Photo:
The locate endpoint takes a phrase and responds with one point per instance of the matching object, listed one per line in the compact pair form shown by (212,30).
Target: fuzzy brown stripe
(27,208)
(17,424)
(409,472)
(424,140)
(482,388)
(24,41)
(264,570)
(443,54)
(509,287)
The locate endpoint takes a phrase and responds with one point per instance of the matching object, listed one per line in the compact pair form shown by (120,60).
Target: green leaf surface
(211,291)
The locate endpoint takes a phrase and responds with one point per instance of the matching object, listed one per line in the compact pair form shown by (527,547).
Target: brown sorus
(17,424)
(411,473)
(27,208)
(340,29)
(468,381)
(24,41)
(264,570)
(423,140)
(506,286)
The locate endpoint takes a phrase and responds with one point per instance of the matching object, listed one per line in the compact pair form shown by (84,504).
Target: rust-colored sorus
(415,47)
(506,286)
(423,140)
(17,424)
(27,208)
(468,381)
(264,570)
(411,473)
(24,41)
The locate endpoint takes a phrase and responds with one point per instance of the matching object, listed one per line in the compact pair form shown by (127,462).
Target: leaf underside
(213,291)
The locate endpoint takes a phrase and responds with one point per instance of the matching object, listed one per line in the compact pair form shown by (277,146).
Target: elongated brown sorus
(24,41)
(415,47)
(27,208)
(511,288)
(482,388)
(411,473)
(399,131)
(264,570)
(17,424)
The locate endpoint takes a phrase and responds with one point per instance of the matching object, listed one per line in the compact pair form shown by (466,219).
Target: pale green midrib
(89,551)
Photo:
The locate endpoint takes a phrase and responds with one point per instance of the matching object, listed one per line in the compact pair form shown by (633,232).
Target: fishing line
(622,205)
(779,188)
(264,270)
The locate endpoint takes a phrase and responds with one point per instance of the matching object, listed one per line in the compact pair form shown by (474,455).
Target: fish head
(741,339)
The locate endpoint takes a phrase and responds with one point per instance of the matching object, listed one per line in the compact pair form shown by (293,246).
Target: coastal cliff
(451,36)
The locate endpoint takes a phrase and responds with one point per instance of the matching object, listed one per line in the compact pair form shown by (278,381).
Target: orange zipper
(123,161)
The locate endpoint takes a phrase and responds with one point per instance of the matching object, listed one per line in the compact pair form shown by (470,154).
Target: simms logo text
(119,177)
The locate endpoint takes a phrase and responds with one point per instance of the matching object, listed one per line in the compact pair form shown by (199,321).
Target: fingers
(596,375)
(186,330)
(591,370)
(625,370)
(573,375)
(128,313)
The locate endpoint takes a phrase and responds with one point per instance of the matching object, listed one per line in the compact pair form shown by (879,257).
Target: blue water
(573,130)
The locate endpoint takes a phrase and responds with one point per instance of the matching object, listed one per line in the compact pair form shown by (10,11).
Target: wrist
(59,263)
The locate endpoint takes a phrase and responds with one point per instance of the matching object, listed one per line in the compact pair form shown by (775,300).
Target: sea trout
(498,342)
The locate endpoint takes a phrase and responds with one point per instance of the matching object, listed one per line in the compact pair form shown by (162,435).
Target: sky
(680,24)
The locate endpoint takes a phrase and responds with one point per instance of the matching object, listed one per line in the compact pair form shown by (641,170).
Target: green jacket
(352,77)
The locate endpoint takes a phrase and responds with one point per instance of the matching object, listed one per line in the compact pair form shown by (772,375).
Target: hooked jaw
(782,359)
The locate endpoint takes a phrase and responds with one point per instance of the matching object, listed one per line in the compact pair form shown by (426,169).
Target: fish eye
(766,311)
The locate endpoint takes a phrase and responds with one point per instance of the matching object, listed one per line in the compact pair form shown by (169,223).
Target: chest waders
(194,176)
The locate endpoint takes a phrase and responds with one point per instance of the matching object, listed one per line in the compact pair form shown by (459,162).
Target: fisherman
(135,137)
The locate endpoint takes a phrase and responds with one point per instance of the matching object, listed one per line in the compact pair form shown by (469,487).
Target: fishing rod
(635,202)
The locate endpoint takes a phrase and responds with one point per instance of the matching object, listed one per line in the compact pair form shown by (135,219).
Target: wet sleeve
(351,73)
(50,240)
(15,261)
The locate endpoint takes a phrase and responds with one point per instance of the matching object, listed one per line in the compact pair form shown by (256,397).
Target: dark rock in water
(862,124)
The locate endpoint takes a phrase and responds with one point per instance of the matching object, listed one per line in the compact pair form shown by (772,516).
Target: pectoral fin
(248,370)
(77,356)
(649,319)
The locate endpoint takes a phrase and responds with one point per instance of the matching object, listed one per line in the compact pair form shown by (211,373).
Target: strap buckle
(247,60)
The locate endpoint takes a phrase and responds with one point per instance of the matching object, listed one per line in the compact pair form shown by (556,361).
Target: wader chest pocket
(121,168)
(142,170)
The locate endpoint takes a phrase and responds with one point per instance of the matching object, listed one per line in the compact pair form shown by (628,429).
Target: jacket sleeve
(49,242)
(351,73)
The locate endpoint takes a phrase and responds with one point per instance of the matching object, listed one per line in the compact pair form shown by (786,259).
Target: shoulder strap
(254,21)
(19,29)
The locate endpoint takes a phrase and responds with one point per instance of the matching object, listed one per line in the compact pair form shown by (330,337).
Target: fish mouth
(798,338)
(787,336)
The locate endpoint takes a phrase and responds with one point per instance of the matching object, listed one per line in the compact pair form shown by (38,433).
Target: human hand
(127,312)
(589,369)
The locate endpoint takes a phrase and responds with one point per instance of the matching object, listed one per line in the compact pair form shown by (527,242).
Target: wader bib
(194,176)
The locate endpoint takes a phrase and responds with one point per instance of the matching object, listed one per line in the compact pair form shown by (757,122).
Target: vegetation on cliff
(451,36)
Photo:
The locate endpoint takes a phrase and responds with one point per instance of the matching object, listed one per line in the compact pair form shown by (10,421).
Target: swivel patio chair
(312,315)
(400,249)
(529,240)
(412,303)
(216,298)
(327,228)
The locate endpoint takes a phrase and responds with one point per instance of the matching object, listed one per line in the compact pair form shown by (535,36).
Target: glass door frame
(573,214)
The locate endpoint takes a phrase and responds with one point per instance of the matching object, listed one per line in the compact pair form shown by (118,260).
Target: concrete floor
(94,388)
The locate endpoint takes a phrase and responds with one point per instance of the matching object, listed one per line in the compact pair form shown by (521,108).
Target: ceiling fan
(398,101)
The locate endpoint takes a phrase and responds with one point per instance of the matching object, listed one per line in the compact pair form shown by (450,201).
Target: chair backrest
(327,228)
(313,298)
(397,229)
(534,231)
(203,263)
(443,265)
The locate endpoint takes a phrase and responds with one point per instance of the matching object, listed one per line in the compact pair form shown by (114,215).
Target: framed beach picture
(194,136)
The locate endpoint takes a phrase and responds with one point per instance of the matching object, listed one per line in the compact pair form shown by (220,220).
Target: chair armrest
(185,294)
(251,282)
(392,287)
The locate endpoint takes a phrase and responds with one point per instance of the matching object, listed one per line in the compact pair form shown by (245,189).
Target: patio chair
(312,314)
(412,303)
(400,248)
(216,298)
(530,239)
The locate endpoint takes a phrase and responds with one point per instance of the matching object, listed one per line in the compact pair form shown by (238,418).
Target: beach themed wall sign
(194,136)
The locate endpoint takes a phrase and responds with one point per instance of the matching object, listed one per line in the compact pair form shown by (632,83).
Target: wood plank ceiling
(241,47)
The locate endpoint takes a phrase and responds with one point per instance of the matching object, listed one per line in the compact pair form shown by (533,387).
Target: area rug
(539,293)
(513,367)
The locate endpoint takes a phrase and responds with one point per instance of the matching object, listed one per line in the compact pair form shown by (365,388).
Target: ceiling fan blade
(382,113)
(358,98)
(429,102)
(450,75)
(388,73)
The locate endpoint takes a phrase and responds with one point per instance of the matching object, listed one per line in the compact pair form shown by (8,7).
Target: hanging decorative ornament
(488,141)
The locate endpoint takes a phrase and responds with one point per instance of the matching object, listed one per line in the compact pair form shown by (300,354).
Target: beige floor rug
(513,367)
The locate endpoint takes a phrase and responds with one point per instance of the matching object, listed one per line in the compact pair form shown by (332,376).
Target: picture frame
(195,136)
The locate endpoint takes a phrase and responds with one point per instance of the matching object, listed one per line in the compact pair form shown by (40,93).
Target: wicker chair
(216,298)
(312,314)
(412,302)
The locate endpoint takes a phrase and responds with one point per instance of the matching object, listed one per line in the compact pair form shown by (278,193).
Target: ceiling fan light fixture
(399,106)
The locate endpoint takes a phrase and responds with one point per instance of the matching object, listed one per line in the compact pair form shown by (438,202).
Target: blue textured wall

Task instructions: Using the records above, copy word for word the line with "Target: jacket sleeve", the line with "shown by (535,36).", and every line between them.

Output below:
Target: jacket sleeve
(49,242)
(351,73)
The locate endpoint takes a phrase and responds with one point per instance of the matching object, listed one per line in the compact pair form shown by (786,259).
Target: shoulder strap
(254,21)
(19,29)
The locate endpoint takes a phrase and responds with one point per instance of the matching object, listed one per line in the compact pair form shown by (330,337).
Target: fish mouth
(798,338)
(787,336)
The locate endpoint takes a phrase and responds with one point per instance of the matching object, listed one per line in the compact pair form shown by (38,433).
Target: human hand
(127,312)
(589,369)
The locate endpoint takes a phrase and responds with one point per instance of the matching object, listed one per line in the compact pair form shown by (527,242).
Target: wader bib
(194,176)
The locate endpoint takes a phrase and responds with one point per instance of the matching object, listed one per line in the compact pair form shown by (757,122).
Target: vegetation on cliff
(451,36)
Photo:
The locate endpoint takes a phrase and responds with one point per instance of the matching object, listed one per line in the compact pair form shown by (10,421).
Target: swivel patio chair
(312,315)
(400,249)
(529,240)
(412,303)
(216,298)
(327,228)
The locate endpoint takes a phrase and responds with one point per instance of the matching object, listed one per line in the compact pair form shown by (535,36).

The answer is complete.